*OBJECTIF*. Recopiez fidèlement le passage ci-dessous sur l'inauguration de l'usine Tesla à Austin, en commençant par « (Austin) Des invitations » et en continuant jusqu'à « la culture californienne. ».

━━ PASSAGE ━━

(Austin) Des invitations par milliers, un patron adulé par ses fans et un décor de discothèque : l’inauguration de la nouvelle usine Tesla à Austin jeudi a eu des allures de concert de star, dans la tradition désormais rodée d’Elon Musk, qui célèbre la croissance hors norme de son entreprise et son implantation au Texas, loin de la culture californienne.

Chapeau de cowboy et lunettes noires, le fantasque milliardaire est arrivé sur scène en décapotable devant une forêt de téléphones intelligents, au son d’un morceau de rap, sous les acclamations de la foule. La retransmission en direct sur l’internet a même montré le visage d’une jeune femme essuyant une larme d’émotion.

━━━
━━ DONNÉES FOURNIES ━━

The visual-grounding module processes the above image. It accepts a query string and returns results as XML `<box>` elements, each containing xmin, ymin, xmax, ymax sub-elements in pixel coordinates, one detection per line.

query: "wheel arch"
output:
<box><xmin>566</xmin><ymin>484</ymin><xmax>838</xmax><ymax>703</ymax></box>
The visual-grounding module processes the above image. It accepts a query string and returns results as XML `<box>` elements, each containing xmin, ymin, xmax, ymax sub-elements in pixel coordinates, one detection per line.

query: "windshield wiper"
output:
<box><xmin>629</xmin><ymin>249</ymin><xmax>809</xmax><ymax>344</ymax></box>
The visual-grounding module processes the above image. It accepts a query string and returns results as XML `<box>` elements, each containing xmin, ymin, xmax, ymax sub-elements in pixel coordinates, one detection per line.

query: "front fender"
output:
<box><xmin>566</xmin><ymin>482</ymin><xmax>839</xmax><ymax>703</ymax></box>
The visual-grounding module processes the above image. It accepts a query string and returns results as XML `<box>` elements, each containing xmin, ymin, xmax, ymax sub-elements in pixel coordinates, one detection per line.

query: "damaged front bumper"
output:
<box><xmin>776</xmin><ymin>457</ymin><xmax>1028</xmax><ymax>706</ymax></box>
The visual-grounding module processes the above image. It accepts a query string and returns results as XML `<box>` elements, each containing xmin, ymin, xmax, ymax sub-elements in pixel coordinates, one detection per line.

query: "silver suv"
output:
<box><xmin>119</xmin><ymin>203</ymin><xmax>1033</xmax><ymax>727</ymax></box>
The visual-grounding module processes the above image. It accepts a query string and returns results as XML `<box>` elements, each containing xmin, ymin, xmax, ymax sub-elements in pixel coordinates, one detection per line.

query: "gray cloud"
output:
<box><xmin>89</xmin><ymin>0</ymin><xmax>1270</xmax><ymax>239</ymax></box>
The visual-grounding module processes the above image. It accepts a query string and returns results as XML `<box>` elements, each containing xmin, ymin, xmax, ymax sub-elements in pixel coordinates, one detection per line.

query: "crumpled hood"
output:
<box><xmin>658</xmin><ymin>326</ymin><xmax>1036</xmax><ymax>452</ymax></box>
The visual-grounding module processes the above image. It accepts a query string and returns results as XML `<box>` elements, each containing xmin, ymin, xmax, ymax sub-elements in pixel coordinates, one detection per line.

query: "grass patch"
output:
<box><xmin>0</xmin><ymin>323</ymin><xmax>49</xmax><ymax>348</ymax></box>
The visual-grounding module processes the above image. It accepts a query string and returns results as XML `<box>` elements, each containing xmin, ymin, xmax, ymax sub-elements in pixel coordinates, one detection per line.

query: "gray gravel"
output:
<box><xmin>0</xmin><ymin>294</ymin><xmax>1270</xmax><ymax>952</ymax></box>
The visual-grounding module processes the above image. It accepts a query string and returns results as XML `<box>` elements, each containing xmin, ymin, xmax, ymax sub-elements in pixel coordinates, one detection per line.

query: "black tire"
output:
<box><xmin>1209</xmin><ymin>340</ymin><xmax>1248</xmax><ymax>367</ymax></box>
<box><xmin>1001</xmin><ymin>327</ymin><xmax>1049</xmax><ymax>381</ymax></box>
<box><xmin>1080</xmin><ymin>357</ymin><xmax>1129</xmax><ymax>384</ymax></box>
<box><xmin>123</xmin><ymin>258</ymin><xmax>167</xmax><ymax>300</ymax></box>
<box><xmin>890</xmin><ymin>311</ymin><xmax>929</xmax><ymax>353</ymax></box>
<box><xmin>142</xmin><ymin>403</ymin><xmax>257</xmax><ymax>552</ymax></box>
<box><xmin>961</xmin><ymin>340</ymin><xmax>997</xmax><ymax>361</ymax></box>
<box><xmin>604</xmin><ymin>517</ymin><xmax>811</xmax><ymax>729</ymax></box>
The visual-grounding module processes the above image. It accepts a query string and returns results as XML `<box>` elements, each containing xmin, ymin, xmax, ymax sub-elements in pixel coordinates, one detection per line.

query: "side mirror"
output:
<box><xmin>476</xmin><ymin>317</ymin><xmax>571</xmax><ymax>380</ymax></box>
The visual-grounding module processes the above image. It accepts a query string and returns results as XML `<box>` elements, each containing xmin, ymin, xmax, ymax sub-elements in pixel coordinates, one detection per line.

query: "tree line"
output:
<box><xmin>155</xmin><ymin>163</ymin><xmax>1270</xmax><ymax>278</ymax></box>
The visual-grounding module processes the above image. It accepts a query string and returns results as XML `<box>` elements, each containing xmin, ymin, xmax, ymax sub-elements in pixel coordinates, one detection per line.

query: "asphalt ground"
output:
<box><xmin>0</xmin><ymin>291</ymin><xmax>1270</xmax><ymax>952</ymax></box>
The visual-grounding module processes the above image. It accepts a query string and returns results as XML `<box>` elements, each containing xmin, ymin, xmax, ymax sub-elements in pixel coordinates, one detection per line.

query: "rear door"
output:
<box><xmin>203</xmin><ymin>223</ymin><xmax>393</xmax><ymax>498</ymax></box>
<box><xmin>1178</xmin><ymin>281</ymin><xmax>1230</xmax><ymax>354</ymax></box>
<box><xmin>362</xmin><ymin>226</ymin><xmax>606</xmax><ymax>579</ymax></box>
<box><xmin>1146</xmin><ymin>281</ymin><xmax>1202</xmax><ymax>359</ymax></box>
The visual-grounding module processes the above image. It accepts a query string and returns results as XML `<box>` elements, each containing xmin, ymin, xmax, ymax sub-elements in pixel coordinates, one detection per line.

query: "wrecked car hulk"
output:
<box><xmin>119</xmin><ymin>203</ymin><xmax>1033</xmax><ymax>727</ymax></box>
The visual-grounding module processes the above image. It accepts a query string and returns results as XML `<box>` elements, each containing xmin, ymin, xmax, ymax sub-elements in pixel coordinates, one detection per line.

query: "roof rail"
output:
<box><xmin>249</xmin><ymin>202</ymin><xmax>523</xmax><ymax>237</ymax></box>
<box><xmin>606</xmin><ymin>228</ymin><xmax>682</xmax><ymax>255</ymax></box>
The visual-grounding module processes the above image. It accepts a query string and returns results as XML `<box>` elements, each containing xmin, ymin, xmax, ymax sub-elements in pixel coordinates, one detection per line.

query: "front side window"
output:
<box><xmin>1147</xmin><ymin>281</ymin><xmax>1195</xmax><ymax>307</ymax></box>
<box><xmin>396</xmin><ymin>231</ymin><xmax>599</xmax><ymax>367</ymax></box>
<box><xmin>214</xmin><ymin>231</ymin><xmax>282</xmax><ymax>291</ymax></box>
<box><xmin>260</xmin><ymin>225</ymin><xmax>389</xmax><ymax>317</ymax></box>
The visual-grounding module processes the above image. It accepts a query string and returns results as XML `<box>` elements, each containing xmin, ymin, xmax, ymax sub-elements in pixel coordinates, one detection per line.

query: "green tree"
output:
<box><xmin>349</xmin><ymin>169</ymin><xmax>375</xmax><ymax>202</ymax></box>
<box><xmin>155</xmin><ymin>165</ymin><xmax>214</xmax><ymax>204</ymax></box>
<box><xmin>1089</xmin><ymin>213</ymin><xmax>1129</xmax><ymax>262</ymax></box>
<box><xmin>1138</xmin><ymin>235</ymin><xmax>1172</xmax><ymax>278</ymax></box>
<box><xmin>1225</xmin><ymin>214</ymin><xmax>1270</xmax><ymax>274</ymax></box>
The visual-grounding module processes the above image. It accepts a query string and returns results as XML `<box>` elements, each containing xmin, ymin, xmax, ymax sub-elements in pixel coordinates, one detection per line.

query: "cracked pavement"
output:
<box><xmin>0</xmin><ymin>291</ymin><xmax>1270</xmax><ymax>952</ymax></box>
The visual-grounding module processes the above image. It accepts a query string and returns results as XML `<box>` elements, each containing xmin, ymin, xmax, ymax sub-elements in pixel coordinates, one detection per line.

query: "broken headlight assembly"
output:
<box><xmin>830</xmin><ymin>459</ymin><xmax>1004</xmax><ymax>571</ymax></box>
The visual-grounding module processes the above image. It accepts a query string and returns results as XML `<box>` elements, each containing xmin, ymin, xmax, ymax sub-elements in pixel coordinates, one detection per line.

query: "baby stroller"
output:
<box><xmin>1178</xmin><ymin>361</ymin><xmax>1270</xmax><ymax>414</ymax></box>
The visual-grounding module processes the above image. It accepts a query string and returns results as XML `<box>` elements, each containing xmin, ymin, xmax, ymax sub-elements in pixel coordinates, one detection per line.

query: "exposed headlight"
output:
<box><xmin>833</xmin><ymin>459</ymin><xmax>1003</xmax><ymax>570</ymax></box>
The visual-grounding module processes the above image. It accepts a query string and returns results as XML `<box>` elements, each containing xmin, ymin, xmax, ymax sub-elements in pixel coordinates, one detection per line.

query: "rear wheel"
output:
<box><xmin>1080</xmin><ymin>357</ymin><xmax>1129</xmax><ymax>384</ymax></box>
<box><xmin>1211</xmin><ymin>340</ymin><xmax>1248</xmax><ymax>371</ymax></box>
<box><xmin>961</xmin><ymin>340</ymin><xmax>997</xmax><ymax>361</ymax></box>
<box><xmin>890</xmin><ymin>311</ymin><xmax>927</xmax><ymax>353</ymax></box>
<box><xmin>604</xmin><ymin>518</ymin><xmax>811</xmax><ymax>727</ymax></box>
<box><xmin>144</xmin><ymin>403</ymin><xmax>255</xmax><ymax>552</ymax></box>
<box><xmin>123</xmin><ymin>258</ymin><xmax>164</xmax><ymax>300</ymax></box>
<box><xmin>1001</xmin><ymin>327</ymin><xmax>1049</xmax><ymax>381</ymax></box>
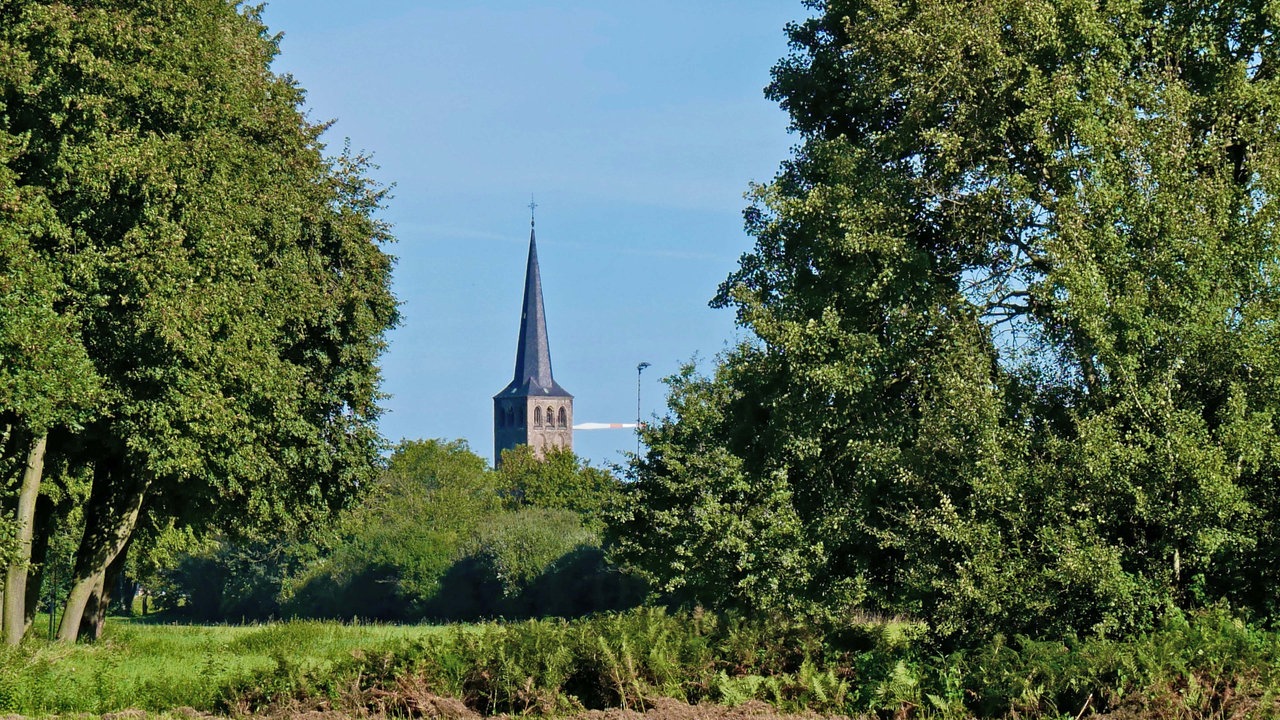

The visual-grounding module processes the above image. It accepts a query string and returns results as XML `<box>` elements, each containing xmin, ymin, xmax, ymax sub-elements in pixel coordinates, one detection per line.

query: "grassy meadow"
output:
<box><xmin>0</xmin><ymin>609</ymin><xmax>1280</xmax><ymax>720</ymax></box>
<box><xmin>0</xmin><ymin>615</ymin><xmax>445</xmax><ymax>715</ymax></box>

━━━

*RÉPONSE ATTENDUE*.
(Austin) Des invitations par milliers, un patron adulé par ses fans et un décor de discothèque : l’inauguration de la nouvelle usine Tesla à Austin jeudi a eu des allures de concert de star, dans la tradition désormais rodée d’Elon Musk, qui célèbre la croissance hors norme de son entreprise et son implantation au Texas, loin de la culture californienne.